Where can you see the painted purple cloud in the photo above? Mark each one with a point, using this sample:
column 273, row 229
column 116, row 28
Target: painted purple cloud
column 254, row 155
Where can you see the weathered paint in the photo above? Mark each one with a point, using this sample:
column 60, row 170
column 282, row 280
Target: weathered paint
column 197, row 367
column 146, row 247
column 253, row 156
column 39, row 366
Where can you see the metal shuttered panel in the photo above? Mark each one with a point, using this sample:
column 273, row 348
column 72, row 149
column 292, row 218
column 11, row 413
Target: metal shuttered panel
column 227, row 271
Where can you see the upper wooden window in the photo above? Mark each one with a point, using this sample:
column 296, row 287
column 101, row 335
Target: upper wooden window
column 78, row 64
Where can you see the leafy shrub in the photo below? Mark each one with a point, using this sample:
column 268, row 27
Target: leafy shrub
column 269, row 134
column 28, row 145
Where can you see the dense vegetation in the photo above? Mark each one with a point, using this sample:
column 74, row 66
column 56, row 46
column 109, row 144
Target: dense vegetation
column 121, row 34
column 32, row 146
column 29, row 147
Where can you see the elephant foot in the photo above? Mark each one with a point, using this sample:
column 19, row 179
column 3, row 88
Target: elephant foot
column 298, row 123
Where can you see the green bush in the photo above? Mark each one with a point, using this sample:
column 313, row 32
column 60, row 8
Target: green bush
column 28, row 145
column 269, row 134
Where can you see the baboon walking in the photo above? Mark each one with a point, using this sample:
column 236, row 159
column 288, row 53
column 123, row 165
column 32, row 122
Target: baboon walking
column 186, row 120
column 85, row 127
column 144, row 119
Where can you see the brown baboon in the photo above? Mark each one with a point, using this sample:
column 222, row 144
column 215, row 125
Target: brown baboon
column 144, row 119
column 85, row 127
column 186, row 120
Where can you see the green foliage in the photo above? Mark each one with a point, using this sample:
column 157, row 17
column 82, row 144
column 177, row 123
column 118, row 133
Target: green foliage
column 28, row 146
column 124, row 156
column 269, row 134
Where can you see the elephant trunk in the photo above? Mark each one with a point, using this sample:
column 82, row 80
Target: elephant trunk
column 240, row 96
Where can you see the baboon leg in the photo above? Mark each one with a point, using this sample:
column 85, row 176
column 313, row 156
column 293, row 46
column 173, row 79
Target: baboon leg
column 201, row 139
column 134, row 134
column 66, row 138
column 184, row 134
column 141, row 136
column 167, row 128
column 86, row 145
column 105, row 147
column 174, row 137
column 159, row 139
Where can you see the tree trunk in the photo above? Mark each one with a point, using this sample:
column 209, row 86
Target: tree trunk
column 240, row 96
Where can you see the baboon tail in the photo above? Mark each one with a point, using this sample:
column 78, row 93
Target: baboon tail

____

== WHAT THIS TASK INVOLVES ==
In all the rows above, switch every "Target" to "Label" and write the lines out again with nothing else changed.

== RESULT OF THE TASK ==
Where can you see the painted purple cloud in the photo above? Mark each one with a point, using this sample:
column 273, row 229
column 116, row 28
Label: painted purple cloud
column 254, row 155
Where can you see the weathered paint in the photo above? Mark each one with a point, using this sample:
column 60, row 170
column 282, row 280
Label: weathered paint
column 197, row 367
column 146, row 247
column 253, row 156
column 39, row 366
Where can you see the metal shuttered panel in the photo above? Mark each one with a point, using this sample:
column 273, row 348
column 72, row 149
column 292, row 218
column 11, row 413
Label: metal shuttered panel
column 227, row 271
Where can you see the upper wooden window in the photo above? Mark each one with a point, using this sample:
column 296, row 287
column 101, row 335
Label: upper wooden window
column 78, row 64
Where can you see the leafy shrub in the photo below? Mark each one with a point, using this sample:
column 268, row 27
Label: leafy shrub
column 269, row 134
column 28, row 145
Where can you see the dense vegetation in the photo above? Mark each one with a point, using this sample:
column 74, row 66
column 56, row 46
column 109, row 144
Label: dense vegetation
column 121, row 34
column 32, row 146
column 29, row 147
Where can you see the elephant foot in the photo above? Mark each one with a point, using this sample:
column 19, row 179
column 3, row 88
Label: elephant foot
column 298, row 123
Where can you see the green bush in the photo above? Mark each one with a point, using this sample:
column 313, row 32
column 60, row 8
Label: green bush
column 28, row 145
column 269, row 134
Where can you see the baboon walking in the photo above? Mark each one with a point, using this sample:
column 236, row 159
column 288, row 53
column 123, row 165
column 32, row 122
Label: baboon walking
column 186, row 120
column 85, row 127
column 144, row 119
Where can you see the brown baboon in the photo above? Mark each one with a point, using this sample:
column 222, row 144
column 215, row 125
Label: brown baboon
column 144, row 119
column 85, row 127
column 186, row 120
Where can you see the green foliage in the photo above? Mark each one with a point, using this sample:
column 157, row 17
column 82, row 144
column 177, row 123
column 118, row 133
Label: green foliage
column 28, row 146
column 124, row 156
column 269, row 134
Where can you see the elephant trunk in the photo above? Mark each one with a point, using this sample:
column 82, row 80
Label: elephant trunk
column 240, row 96
Where can you see the baboon leg in the photo above? Mark each one with a point, using this sample:
column 85, row 176
column 313, row 156
column 293, row 46
column 173, row 79
Label: baboon leg
column 201, row 139
column 134, row 134
column 66, row 138
column 184, row 134
column 141, row 136
column 167, row 128
column 86, row 145
column 105, row 147
column 174, row 137
column 159, row 139
Where can you see the tree trunk in the photo above? Mark each one with a point, using this sample:
column 209, row 86
Label: tree trunk
column 240, row 96
Where can you see the baboon tail in the photo above? Mark each one with a point, using this sample:
column 78, row 93
Label: baboon tail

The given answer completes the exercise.